■ **CO NALEŻY ZROBIĆ**
Proszę powtórzyć wszystkie poniższe rekordy wiersz po wierszu, bez żadnych zmian.

↓

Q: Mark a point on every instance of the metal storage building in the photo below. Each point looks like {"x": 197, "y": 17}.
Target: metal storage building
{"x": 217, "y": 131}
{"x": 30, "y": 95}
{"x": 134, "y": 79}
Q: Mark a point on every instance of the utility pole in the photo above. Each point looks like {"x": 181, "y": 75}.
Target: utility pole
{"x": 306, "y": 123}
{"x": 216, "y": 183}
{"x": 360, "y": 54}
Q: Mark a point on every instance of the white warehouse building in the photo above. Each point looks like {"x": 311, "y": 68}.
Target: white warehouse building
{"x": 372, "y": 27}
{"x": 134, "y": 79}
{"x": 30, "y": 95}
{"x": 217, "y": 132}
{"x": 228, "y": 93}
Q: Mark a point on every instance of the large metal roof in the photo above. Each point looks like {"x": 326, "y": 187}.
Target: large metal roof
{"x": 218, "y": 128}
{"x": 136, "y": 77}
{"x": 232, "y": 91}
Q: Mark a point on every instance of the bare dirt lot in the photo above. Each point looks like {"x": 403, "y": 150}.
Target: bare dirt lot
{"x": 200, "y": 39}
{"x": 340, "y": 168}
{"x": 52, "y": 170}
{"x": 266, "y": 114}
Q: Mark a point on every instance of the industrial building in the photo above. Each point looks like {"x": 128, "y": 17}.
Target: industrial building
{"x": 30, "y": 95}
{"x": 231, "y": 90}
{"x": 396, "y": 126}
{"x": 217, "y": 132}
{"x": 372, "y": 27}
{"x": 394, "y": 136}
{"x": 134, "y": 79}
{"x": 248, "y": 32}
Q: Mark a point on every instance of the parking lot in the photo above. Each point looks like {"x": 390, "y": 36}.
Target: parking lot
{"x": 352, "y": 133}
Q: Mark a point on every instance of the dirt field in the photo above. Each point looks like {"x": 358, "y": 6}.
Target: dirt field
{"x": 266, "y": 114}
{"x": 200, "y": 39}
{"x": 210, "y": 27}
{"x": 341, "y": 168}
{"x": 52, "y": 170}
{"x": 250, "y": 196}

↑

■ **ODPOWIEDŹ NA ZADANIE**
Q: Mark a point on every instance of the metal storage building in the photo below. Each point looks like {"x": 197, "y": 17}.
Target: metal storage building
{"x": 217, "y": 131}
{"x": 30, "y": 95}
{"x": 134, "y": 79}
Q: Mark a point on every instance of the utility pole in the photo above. Each point looks like {"x": 181, "y": 75}.
Target: utility pole
{"x": 306, "y": 123}
{"x": 216, "y": 183}
{"x": 360, "y": 54}
Q: Mark a point on every instance of the white warehouse building in the photo above. Each point looks like {"x": 311, "y": 68}.
Target: white warehouse building
{"x": 372, "y": 27}
{"x": 134, "y": 79}
{"x": 30, "y": 95}
{"x": 217, "y": 132}
{"x": 228, "y": 93}
Q: Mark a point on every instance of the large metal roof in the photo above. Each point looks like {"x": 326, "y": 187}.
Target: large metal roof
{"x": 218, "y": 128}
{"x": 136, "y": 77}
{"x": 232, "y": 91}
Q: Mark a point on every instance of the bare dirt lot in the photo above. Each point looks like {"x": 403, "y": 150}.
Target: bare dirt lot
{"x": 200, "y": 39}
{"x": 340, "y": 168}
{"x": 52, "y": 170}
{"x": 266, "y": 114}
Q: Mark a point on every instance of the industrial building in the photo above. Each point looks like {"x": 128, "y": 17}.
Target: industrial building
{"x": 30, "y": 95}
{"x": 231, "y": 90}
{"x": 396, "y": 126}
{"x": 217, "y": 132}
{"x": 372, "y": 27}
{"x": 394, "y": 136}
{"x": 134, "y": 79}
{"x": 248, "y": 32}
Q: Mark a point on every instance of the parking lot in the photo above. Each point looks like {"x": 390, "y": 36}.
Target: parking lot
{"x": 352, "y": 133}
Q: Mark a point on every instance of the dirt field in the photo above. Each point looks like {"x": 358, "y": 6}.
Target: dirt field
{"x": 266, "y": 114}
{"x": 200, "y": 39}
{"x": 210, "y": 27}
{"x": 341, "y": 168}
{"x": 52, "y": 170}
{"x": 250, "y": 196}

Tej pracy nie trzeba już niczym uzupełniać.